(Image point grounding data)
───

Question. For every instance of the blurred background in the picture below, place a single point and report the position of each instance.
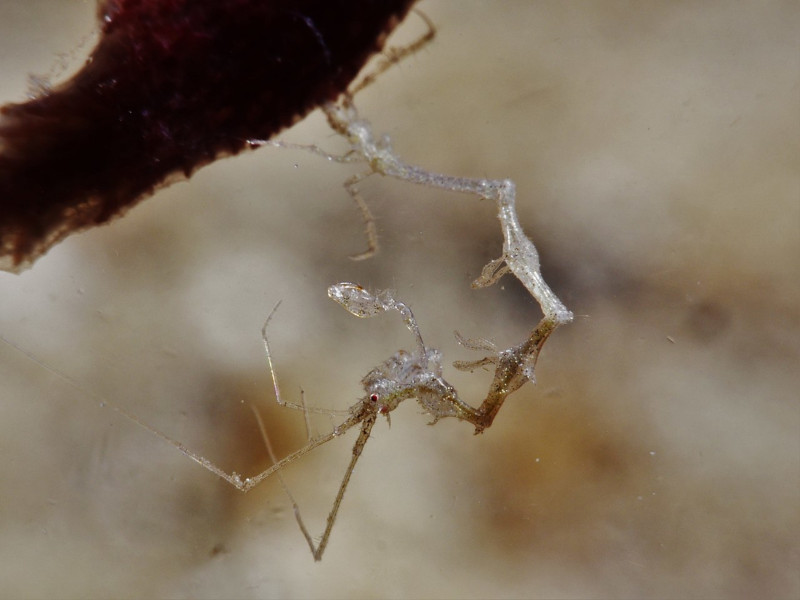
(656, 151)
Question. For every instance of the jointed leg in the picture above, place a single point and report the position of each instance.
(392, 56)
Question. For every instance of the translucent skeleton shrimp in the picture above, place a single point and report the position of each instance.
(418, 374)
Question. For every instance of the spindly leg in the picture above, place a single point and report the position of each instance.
(318, 549)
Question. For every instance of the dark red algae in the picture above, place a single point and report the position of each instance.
(171, 86)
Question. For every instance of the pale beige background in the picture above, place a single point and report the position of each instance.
(656, 151)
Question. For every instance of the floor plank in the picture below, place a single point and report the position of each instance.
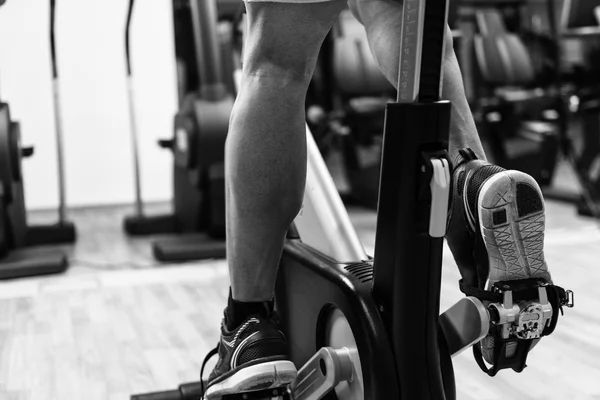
(118, 323)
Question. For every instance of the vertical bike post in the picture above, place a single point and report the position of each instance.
(139, 208)
(62, 207)
(413, 203)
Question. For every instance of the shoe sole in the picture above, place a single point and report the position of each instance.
(269, 375)
(512, 222)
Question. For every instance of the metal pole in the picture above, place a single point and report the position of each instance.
(62, 208)
(139, 206)
(206, 42)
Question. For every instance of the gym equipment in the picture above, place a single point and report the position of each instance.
(345, 112)
(511, 103)
(18, 256)
(368, 328)
(578, 22)
(200, 129)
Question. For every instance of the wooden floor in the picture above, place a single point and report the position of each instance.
(117, 323)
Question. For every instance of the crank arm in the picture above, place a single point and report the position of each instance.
(464, 324)
(324, 371)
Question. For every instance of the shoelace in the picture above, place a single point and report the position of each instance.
(208, 357)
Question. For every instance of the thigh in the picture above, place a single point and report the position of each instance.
(286, 35)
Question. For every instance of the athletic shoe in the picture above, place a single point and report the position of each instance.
(496, 227)
(254, 356)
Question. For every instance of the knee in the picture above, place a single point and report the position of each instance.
(269, 62)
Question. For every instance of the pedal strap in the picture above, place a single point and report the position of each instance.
(512, 352)
(210, 355)
(517, 361)
(557, 296)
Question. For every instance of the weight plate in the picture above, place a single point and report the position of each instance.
(338, 334)
(15, 150)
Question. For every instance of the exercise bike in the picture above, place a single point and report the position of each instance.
(369, 328)
(20, 255)
(205, 67)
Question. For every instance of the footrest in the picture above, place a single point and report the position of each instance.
(186, 391)
(51, 234)
(141, 225)
(193, 391)
(32, 262)
(188, 248)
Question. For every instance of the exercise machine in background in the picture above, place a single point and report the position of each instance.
(20, 251)
(370, 328)
(205, 65)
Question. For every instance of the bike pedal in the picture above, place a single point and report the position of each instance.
(267, 394)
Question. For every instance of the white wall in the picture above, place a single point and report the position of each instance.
(91, 62)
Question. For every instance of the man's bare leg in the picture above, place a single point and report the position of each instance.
(383, 22)
(265, 166)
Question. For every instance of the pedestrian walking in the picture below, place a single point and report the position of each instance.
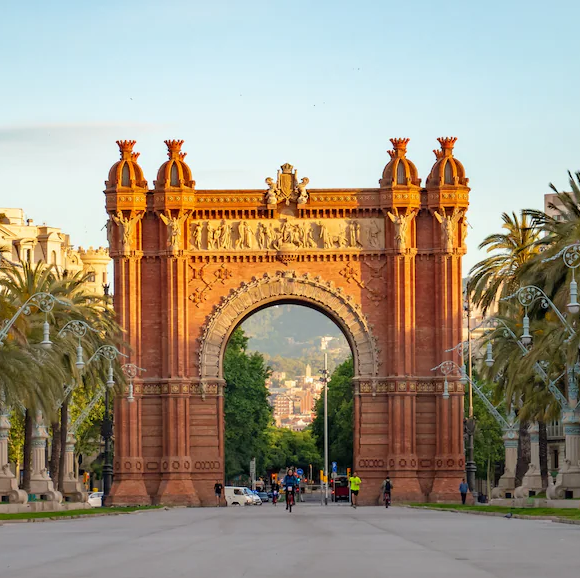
(386, 489)
(463, 489)
(218, 489)
(355, 483)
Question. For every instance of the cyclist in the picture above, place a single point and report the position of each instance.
(387, 488)
(290, 483)
(275, 492)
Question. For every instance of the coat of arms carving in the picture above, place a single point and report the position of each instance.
(286, 188)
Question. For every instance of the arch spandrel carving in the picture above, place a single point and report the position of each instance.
(269, 289)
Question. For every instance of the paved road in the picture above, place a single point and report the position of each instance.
(266, 542)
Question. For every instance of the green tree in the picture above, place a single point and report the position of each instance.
(488, 438)
(247, 411)
(340, 416)
(292, 448)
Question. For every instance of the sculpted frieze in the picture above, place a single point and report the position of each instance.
(287, 233)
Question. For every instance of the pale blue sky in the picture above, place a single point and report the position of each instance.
(252, 85)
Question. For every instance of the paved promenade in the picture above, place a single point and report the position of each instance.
(267, 542)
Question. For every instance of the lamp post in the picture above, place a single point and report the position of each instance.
(325, 380)
(79, 329)
(109, 353)
(45, 302)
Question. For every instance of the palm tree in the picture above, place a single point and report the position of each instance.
(496, 277)
(499, 275)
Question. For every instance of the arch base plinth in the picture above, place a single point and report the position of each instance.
(128, 492)
(177, 492)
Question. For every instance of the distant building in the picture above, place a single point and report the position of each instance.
(22, 240)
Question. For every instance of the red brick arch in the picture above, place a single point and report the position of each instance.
(287, 286)
(384, 263)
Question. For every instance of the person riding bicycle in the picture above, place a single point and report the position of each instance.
(275, 492)
(387, 488)
(290, 484)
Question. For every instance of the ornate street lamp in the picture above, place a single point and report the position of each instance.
(571, 257)
(45, 302)
(109, 353)
(79, 329)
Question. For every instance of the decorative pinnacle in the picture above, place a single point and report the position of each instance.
(447, 143)
(173, 148)
(399, 147)
(126, 148)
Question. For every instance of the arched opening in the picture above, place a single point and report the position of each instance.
(174, 178)
(401, 176)
(273, 367)
(125, 176)
(448, 173)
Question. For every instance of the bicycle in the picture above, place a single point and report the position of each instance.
(290, 497)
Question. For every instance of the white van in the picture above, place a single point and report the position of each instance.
(237, 496)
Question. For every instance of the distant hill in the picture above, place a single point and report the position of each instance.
(289, 336)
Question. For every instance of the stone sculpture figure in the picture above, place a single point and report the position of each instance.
(341, 240)
(272, 192)
(269, 236)
(211, 236)
(245, 233)
(373, 234)
(448, 227)
(262, 236)
(224, 235)
(196, 230)
(309, 238)
(301, 190)
(357, 230)
(464, 226)
(126, 225)
(324, 235)
(401, 223)
(173, 229)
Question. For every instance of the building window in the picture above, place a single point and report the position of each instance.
(174, 176)
(125, 176)
(448, 174)
(401, 176)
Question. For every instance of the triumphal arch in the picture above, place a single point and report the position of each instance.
(383, 263)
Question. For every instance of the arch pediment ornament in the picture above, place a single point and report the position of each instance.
(288, 285)
(287, 188)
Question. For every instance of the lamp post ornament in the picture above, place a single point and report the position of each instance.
(109, 353)
(45, 302)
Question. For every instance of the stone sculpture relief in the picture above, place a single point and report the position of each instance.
(287, 233)
(301, 190)
(174, 226)
(287, 188)
(449, 227)
(401, 222)
(272, 193)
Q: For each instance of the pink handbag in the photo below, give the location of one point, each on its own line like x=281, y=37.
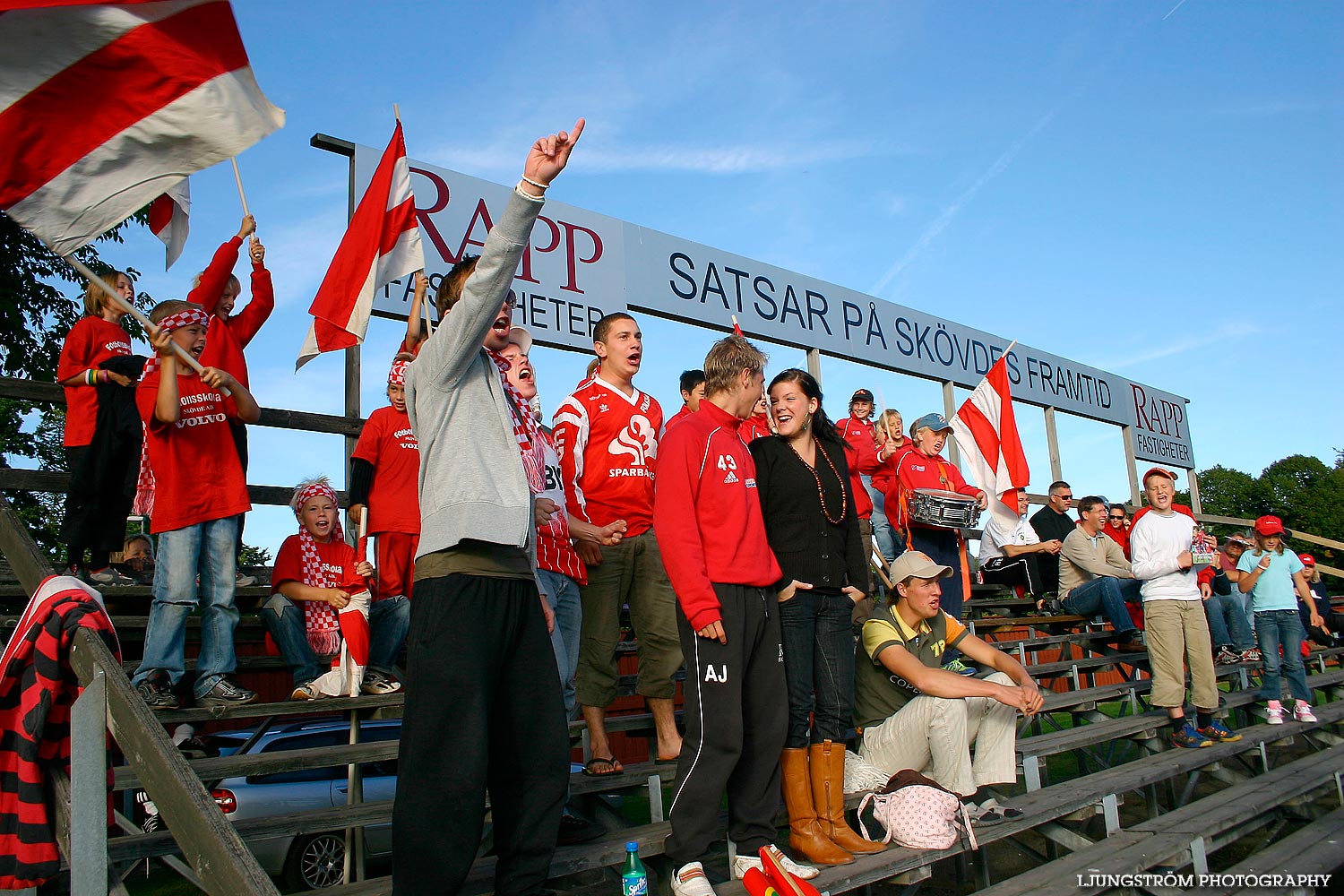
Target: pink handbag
x=918, y=813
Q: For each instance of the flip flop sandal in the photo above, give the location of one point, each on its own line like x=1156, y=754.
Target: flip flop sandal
x=602, y=761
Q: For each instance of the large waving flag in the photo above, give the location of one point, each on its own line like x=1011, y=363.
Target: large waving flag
x=986, y=435
x=105, y=107
x=168, y=220
x=381, y=245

───

* TASK TO COMPLETE:
Using the records given above, list every line that includes the word "photo".

* ANSWER SPACE:
Q: For each instance of the pink handbag in the photo below, give the location of one point, each on its own line like x=281, y=37.
Q: For each instance of the flip flop sandal in the photo above, give the location of one point, each on its own line like x=1156, y=754.
Q: For each instance of the large waving flag in the photo above, give the location of one point, each on its own line like x=1011, y=363.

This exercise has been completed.